Direction:
Select and copy out every line in the data below that contains the word "Locate".

|---|

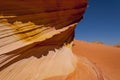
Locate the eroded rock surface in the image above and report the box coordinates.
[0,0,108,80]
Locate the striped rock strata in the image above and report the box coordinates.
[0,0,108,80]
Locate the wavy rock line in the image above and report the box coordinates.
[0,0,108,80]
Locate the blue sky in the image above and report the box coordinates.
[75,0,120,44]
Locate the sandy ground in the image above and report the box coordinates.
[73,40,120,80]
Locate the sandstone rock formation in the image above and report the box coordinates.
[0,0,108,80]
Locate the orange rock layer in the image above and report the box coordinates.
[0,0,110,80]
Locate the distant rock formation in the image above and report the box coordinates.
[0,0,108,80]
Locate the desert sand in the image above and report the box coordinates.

|---|

Task response:
Locate the eroded rock surface in the image above and report the box coordinates.
Locate the striped rock strata in the image above and report the box coordinates.
Locate the wavy rock line in the image above and report the box coordinates.
Locate the blue sky in the image above and report the box coordinates.
Locate the sandy ground in the image above and report the box coordinates.
Locate the sandstone rock formation in the image above and report the box coordinates.
Locate the orange rock layer in the image above and report the box coordinates.
Locate the distant rock formation in the image above and report the box coordinates.
Locate the desert sand in the image above and report the box coordinates.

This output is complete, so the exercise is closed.